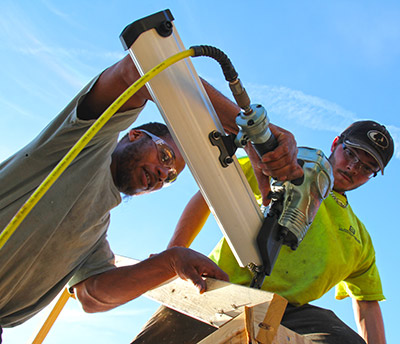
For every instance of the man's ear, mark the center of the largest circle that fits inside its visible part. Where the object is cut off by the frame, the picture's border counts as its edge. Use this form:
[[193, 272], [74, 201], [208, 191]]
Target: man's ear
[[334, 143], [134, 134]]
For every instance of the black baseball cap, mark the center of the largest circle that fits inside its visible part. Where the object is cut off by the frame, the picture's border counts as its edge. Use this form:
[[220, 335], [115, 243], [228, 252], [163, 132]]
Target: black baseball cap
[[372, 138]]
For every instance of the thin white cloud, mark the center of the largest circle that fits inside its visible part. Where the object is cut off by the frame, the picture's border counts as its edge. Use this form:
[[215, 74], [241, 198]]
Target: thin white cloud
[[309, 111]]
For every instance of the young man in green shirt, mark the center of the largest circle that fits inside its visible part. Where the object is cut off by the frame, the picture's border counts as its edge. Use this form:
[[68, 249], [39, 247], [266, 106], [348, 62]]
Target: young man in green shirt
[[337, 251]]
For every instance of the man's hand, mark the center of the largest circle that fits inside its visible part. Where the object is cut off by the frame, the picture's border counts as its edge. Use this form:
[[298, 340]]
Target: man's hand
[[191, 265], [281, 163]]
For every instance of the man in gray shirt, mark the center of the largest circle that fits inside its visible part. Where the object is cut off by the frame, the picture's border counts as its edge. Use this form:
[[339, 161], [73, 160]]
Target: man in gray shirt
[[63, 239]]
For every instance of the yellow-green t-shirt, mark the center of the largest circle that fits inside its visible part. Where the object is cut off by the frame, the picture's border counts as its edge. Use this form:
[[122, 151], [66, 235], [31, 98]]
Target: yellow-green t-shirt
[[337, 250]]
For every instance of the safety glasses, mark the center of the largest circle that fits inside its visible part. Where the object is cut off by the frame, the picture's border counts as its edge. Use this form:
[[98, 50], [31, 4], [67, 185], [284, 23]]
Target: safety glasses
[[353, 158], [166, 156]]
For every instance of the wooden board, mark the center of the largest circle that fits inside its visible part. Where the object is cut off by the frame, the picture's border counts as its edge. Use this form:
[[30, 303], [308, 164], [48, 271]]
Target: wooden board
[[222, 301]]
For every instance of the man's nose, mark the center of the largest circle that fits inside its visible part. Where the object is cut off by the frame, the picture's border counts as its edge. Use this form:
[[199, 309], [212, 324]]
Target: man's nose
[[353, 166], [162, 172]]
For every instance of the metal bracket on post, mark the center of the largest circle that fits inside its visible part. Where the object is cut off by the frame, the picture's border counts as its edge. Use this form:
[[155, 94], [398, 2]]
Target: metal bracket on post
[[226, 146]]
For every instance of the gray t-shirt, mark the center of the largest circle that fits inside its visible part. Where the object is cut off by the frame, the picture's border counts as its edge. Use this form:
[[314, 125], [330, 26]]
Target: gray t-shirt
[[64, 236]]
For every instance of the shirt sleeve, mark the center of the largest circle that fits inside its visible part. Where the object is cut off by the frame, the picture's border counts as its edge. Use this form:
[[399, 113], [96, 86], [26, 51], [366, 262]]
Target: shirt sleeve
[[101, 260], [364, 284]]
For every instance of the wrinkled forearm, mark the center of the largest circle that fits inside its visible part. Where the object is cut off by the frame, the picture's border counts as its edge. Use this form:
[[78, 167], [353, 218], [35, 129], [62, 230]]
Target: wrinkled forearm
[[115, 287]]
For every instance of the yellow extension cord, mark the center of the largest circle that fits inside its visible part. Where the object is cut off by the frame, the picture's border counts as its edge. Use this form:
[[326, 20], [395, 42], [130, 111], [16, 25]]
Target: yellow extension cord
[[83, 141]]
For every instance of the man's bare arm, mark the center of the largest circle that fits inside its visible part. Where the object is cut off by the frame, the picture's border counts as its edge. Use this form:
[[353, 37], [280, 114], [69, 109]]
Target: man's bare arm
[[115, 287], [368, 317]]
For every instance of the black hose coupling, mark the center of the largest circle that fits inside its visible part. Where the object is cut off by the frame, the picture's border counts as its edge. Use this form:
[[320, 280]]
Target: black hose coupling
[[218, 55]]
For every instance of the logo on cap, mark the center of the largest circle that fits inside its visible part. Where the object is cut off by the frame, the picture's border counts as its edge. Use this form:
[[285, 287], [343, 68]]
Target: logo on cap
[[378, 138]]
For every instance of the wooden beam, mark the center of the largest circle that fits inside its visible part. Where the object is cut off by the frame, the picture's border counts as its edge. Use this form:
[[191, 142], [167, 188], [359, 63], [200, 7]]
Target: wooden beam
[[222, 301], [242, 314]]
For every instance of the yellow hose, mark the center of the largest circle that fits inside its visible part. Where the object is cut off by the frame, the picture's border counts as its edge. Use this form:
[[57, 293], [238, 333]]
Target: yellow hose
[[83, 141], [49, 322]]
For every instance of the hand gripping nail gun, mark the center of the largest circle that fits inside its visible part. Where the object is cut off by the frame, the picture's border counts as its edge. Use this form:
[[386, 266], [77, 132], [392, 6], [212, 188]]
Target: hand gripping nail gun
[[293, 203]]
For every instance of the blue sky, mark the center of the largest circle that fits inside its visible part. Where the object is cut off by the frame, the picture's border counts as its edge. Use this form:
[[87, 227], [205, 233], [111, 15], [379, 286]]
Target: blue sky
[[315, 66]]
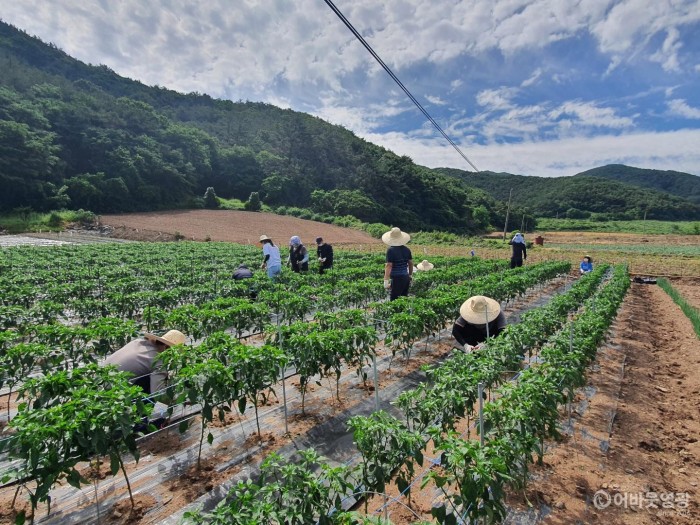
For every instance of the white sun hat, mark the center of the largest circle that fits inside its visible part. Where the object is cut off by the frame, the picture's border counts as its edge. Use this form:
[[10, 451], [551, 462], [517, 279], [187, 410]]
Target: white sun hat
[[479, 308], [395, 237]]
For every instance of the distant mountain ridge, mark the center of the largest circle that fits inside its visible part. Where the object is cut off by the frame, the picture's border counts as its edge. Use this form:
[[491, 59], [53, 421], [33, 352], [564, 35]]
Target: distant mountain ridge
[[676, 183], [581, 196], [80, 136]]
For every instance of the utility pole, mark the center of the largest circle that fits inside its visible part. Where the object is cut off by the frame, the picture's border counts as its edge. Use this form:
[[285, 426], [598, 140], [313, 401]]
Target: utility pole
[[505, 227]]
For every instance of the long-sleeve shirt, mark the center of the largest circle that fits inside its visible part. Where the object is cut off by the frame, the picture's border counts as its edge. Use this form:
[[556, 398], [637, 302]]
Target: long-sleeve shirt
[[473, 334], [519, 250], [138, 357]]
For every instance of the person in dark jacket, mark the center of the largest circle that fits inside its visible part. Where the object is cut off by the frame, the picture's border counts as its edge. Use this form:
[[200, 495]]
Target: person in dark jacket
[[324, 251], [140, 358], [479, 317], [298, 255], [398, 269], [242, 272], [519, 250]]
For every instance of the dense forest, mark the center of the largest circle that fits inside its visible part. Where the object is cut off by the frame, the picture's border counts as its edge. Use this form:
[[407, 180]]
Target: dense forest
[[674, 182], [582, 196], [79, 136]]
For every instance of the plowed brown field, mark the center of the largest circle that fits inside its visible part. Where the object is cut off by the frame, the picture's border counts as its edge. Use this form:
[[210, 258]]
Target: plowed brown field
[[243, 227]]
━━━━━━━━
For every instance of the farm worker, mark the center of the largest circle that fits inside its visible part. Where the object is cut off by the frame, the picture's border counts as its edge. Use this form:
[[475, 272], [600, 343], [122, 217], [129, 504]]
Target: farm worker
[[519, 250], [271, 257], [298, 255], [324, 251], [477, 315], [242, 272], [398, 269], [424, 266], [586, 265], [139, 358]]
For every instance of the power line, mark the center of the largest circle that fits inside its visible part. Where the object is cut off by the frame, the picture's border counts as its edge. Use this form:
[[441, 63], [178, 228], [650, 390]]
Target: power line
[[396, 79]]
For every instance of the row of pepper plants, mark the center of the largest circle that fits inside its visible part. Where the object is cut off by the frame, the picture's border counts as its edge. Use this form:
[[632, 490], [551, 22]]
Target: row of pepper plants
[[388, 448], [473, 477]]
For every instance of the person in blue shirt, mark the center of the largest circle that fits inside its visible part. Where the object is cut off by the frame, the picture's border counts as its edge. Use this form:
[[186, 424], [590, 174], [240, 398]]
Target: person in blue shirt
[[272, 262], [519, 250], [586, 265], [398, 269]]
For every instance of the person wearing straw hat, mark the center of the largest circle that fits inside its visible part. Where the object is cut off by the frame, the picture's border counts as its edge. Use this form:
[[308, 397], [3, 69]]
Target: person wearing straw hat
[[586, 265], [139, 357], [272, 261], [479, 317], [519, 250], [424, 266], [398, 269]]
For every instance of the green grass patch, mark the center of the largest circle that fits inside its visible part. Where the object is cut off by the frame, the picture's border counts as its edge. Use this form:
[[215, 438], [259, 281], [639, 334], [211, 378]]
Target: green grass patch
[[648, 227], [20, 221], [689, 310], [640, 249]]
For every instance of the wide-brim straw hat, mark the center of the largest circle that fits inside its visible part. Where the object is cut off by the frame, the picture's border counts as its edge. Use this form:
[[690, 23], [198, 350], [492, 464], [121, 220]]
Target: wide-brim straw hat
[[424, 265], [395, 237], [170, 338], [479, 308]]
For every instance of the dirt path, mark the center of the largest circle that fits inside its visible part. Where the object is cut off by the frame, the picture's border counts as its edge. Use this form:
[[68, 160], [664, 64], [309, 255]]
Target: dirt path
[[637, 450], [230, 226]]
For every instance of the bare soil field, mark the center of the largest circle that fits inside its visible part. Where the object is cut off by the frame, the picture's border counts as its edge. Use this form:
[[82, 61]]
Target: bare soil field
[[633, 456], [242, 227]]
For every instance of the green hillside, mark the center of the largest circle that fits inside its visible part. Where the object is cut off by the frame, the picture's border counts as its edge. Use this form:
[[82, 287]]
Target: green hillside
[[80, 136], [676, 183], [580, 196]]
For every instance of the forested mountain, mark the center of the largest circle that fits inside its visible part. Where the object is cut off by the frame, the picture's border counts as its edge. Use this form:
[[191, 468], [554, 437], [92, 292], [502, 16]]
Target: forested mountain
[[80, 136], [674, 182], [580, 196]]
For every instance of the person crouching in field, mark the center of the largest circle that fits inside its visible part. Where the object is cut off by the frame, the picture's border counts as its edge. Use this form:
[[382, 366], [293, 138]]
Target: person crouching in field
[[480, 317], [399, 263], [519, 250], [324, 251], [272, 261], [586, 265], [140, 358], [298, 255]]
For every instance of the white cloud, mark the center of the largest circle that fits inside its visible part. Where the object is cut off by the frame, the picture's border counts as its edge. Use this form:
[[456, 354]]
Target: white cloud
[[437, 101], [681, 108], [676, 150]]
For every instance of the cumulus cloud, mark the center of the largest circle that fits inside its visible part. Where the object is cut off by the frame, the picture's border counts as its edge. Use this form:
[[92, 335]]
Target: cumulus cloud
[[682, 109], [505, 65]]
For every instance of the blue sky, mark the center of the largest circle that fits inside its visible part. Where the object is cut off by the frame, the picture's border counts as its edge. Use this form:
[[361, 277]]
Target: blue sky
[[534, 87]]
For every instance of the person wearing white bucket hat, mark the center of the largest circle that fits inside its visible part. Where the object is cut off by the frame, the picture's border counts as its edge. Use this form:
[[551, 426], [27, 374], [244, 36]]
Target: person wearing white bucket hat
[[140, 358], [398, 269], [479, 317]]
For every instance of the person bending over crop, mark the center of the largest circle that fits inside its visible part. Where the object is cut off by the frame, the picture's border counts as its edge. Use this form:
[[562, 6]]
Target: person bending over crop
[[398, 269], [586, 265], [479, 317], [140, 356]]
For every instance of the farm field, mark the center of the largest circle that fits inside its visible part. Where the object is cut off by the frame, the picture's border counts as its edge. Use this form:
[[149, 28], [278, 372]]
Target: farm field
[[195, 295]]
━━━━━━━━
§ WHAT IS ASKED
Gather every line of the data above that contains the word "crouching", and treat uppercase and lowercase letters as different.

§ TASK SOLUTION
For every instance of the person crouching in field, mark the center of the largest circle that fits inside its visible part. Where the object is cut off by the frame, the picture's border counts as its edge. Use this form:
Target: person crouching in field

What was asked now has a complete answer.